'''

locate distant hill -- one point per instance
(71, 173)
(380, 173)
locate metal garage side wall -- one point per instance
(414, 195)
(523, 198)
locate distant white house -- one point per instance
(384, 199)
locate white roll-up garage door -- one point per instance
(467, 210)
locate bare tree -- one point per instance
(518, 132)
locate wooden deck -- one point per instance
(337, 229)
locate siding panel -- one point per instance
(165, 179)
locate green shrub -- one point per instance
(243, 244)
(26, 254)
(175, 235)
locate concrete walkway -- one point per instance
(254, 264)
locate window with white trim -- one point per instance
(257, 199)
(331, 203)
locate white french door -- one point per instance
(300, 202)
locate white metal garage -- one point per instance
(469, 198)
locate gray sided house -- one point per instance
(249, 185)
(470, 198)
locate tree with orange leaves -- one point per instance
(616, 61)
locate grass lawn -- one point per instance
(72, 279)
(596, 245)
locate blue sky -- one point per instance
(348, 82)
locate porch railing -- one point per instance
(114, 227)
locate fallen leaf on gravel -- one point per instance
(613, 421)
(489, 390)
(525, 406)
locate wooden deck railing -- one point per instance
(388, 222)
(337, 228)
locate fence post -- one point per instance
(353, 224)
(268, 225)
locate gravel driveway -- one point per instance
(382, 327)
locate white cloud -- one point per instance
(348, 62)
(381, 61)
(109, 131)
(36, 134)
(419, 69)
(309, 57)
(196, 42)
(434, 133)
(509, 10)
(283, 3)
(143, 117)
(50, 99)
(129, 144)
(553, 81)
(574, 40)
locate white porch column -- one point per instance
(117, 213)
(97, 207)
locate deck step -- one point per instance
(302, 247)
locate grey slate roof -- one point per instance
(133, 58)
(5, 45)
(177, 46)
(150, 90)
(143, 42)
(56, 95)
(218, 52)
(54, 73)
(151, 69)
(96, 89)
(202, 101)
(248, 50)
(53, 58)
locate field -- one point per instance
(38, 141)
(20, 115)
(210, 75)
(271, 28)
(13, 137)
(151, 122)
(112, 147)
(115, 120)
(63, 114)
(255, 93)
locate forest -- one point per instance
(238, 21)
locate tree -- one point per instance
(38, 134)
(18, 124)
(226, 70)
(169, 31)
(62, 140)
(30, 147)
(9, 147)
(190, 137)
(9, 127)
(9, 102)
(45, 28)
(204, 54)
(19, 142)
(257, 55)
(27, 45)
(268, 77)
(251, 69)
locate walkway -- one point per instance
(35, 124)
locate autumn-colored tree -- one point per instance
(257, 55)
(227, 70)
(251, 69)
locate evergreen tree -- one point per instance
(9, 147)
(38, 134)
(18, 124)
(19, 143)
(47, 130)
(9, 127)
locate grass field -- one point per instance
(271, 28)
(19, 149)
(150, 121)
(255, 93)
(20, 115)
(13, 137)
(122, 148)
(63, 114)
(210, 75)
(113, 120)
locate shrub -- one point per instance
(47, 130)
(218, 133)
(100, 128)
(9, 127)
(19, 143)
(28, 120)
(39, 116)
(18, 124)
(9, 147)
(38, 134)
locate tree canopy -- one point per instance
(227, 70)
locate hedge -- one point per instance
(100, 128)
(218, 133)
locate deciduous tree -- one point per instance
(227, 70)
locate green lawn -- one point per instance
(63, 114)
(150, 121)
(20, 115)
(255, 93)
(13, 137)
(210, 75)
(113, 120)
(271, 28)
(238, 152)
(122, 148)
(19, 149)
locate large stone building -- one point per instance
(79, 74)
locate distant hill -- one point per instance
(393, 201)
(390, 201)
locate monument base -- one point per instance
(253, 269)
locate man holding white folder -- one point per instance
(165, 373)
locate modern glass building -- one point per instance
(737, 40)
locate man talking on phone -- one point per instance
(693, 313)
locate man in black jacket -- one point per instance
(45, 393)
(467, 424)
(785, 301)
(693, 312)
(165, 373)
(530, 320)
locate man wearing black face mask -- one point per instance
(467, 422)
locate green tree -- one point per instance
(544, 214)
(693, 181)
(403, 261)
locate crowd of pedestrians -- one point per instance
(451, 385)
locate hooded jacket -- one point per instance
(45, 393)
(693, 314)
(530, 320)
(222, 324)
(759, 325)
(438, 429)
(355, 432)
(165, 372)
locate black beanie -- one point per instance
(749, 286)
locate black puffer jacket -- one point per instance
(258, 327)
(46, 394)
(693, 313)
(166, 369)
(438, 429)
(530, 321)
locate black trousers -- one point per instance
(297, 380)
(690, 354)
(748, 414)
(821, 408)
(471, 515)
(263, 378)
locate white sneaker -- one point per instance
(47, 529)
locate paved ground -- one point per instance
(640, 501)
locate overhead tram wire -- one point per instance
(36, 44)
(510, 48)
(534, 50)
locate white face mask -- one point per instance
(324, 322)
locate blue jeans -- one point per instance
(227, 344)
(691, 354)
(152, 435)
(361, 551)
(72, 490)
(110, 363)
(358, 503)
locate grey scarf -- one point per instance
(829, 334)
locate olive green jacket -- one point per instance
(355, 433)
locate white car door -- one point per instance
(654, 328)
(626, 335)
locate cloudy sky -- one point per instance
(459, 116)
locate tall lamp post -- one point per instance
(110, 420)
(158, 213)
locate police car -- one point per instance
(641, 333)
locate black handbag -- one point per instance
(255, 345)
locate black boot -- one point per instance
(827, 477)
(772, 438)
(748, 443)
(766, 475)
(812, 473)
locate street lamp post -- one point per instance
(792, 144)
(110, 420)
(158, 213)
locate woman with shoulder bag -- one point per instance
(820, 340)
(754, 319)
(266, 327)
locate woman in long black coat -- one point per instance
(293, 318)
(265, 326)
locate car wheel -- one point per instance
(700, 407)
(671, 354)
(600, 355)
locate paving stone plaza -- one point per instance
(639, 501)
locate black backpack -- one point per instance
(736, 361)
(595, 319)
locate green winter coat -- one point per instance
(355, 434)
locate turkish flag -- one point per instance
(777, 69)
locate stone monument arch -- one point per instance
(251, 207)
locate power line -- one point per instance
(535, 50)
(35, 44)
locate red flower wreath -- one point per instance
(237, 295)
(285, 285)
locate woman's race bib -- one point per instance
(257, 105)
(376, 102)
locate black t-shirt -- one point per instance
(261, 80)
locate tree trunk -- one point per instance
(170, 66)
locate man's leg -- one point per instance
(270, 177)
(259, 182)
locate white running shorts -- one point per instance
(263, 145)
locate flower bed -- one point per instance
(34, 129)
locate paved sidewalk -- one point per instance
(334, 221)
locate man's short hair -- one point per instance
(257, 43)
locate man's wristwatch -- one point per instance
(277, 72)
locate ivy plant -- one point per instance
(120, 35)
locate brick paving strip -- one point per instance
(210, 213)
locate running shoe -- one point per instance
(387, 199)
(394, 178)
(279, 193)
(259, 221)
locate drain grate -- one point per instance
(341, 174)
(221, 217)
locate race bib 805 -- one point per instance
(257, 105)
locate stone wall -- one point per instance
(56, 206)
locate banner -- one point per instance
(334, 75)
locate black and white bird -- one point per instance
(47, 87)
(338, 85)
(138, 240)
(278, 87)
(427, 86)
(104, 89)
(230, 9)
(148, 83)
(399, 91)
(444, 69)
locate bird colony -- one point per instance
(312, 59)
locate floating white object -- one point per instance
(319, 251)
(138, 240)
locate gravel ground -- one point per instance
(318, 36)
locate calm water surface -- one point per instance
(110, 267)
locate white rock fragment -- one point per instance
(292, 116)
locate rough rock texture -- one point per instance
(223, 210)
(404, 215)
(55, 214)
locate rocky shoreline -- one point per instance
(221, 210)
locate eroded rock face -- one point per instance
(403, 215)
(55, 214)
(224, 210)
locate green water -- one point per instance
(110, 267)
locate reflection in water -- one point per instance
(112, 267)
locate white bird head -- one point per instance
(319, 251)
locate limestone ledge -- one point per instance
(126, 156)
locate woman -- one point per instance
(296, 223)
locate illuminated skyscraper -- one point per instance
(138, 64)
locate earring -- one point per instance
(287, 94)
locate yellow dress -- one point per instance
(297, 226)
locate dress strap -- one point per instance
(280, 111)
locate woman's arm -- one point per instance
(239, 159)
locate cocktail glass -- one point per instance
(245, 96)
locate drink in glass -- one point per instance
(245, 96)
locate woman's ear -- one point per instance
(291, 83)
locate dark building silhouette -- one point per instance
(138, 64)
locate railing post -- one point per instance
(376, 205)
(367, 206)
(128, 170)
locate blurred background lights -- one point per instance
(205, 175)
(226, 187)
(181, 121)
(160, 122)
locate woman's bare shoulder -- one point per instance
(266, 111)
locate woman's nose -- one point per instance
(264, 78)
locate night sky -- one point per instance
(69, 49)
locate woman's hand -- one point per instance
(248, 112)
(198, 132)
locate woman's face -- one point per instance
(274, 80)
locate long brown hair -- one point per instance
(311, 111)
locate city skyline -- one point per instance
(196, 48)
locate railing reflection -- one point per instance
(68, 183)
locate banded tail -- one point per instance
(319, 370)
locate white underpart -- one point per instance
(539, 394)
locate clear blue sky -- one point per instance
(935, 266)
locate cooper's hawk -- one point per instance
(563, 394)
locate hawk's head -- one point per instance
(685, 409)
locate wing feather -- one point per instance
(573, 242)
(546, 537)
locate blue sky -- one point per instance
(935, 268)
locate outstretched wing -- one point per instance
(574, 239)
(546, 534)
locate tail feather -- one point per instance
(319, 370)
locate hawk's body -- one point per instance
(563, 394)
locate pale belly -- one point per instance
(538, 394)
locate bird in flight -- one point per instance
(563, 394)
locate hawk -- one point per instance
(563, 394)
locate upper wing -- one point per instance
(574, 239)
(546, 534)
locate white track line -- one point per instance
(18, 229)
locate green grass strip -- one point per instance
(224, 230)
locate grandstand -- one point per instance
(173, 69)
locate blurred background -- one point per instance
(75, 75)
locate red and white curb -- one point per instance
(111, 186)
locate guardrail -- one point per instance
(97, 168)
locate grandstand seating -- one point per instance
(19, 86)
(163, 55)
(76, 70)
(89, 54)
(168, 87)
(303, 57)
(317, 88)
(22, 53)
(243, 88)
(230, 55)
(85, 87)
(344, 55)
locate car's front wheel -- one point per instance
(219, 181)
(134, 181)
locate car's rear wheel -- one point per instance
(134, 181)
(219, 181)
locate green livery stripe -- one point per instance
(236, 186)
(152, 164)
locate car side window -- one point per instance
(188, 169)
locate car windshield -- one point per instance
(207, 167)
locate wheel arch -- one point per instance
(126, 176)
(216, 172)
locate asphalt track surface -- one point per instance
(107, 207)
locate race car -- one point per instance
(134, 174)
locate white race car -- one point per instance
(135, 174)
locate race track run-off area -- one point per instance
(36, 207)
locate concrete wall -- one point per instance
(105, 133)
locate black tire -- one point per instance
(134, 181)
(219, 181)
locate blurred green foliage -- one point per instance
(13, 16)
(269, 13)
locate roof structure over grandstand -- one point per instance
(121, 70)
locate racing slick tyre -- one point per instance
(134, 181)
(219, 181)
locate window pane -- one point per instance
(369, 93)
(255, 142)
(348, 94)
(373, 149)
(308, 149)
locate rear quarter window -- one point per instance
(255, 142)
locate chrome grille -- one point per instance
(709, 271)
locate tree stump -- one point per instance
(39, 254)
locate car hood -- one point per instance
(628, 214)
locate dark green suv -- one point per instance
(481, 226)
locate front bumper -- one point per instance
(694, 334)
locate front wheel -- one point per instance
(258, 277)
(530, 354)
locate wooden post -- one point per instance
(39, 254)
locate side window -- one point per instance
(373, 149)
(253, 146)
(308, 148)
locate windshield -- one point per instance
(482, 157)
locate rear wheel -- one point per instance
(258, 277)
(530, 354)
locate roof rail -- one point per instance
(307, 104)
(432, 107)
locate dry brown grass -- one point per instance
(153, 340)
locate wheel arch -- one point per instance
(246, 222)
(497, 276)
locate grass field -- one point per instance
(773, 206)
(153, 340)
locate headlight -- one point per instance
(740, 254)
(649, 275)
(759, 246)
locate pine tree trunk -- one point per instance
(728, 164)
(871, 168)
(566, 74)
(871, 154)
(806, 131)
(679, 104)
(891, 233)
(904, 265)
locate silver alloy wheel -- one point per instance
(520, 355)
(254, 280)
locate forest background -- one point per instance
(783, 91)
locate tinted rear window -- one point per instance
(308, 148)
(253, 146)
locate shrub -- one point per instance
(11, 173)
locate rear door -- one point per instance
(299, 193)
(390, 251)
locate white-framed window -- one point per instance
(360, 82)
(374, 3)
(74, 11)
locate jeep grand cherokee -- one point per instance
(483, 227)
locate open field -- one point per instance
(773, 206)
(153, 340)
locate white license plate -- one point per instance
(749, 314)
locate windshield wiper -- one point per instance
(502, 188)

'''

## WRITTEN EXERCISE
Return every line of the material unchanged, from the line containing "locate rear door -- one point per instance" through the final line.

## FINISHED EXERCISE
locate rear door -- one point per instance
(299, 193)
(390, 251)
locate white-framed window -- one point per instance
(360, 82)
(374, 3)
(74, 11)
locate jeep grand cherokee -- one point per instance
(483, 227)
locate open field -- one point per instance
(773, 206)
(153, 340)
locate white license plate -- one point per instance
(749, 314)
locate windshield wiper -- one point per instance
(502, 188)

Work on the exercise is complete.